------ STUDY TEXT ------
For RNAseq and RADseq workflows, data uploading and read pre-processing are easily done with low-power instances, therefore at a minimal cost. Transcriptome assembly and mapping to reference genome are the most limiting task of the workflows (Miller, Koren & Sutton, 2010; Mora-Márquez et al., 2020), both in terms of the storage required for intermediate and output files and of the RAM and CPU number required to run the application. In these cases, memory oriented instances are more efficient than compute-oriented instances because the intrinsic nature of the assembly algorithms. It must be stressed out that memory and CPU requirements of de novo RNAseq assemblies grow linearly with read number for Trinity, and exponentially for SOAPdenovo-Trans (Mora-Márquez et al., 2020).
For functional annotation with TOA, the main hardware limitations are produced in the BLAST+ or DIAMOND homology search step that requires a minimum of 4 CPUs and 32 GiB instances for small datasets, but larger instance types are required for bigger datasets (e.g., a full transcriptome) or to reduce runtimes. It should be also noted that DIAMOND pipelines can be run in shorter times than BLAST+ pipelines (Buchfink, Xie & Huson, 2015; Mora-Márquez et al., 2021). A sufficient provision of storage volumes is also recommended to run the functional annotation workflow, to take full advantage of TOA capabilities.
------ GIVEN INFORMATION ------
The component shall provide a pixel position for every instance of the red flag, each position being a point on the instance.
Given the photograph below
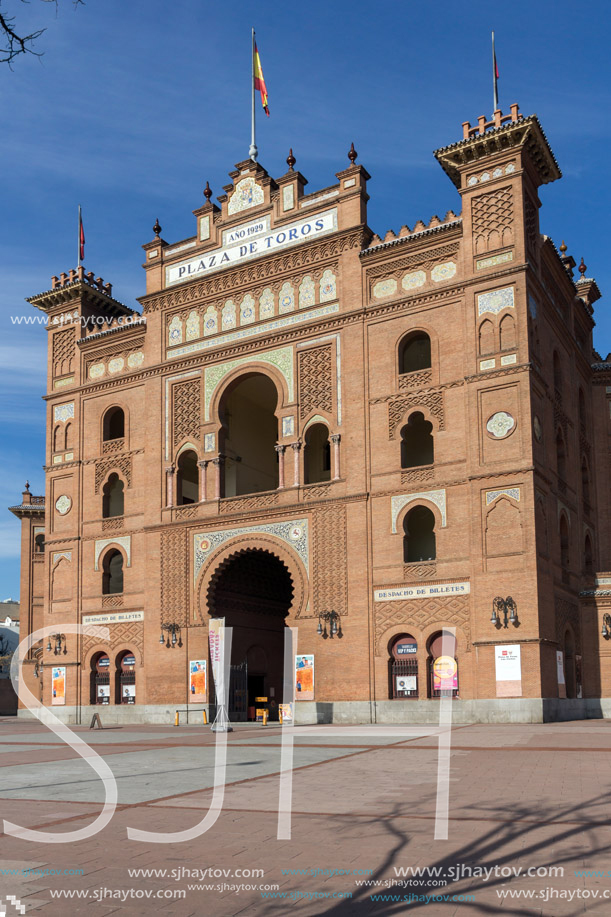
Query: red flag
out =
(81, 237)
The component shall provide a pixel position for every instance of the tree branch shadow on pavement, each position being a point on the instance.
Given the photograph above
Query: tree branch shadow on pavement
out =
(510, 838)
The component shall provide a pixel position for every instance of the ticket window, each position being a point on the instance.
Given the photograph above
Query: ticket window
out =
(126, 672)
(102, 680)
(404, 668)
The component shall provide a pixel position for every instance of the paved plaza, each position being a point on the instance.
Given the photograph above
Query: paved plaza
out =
------
------ GIVEN INFORMATION ------
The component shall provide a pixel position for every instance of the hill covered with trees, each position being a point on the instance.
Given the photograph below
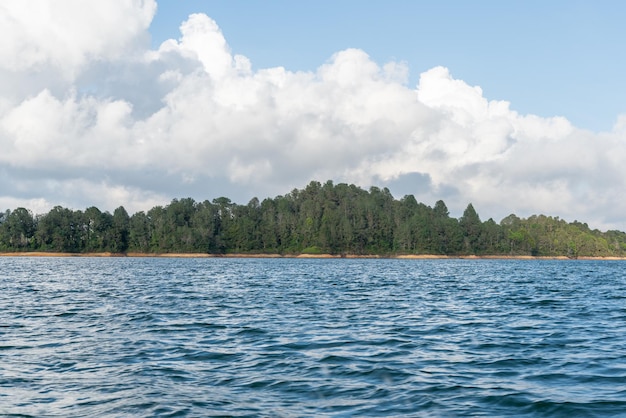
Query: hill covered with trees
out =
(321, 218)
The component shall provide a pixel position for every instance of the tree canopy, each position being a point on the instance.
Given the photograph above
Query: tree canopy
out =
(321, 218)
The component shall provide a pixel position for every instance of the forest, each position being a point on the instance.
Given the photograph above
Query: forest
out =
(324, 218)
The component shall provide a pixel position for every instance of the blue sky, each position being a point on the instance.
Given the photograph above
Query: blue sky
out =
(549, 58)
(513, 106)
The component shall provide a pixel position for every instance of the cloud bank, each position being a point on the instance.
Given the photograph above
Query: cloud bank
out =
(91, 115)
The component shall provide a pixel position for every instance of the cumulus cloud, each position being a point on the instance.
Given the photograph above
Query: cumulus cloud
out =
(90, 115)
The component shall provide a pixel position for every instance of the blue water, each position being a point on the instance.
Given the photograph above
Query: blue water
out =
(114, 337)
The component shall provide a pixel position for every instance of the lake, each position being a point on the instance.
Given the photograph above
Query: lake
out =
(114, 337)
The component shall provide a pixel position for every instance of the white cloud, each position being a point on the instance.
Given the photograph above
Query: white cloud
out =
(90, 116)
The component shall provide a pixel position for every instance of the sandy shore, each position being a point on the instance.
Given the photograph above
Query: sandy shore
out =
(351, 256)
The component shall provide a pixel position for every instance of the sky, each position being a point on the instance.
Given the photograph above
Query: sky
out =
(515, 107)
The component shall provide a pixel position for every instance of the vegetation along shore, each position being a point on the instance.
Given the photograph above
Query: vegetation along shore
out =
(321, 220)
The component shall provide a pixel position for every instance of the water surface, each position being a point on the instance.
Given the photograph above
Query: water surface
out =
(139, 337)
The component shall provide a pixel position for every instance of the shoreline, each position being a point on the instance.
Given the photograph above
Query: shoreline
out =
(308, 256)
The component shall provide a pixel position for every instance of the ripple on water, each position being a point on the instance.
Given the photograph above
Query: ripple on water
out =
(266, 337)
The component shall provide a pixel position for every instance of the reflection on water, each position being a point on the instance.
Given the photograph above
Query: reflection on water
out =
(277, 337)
------
------ GIVEN INFORMATION ------
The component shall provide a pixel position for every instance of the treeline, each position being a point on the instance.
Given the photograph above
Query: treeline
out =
------
__PROBLEM REQUIREMENTS__. Continue the passage on hardware needs for RNAseq, RADseq and annotation workflows with the next paragraph.

__OUTPUT OF THE TASK__.
Conclusions
NGScloud2 has significantly expanded the types of bioinformatics workflows to run using Amazon Web Services since its previous version. This new version has incorporated major technical improvements that optimize the use of popular software applications otherwise inaccessible to non-specialized users lacking suitable hardware infrastructures. Moreover, these technical improvements are oriented to significantly reduce costs by simplifying data access and taking advantage of EC2 spot instances that may produce savings of up to 50–80% in many steps of the analysis. Therefore, NGScloud2 constitutes a good alternative to other cloud-based platform to analyze RNAseq and RADseq data in model and non-model species.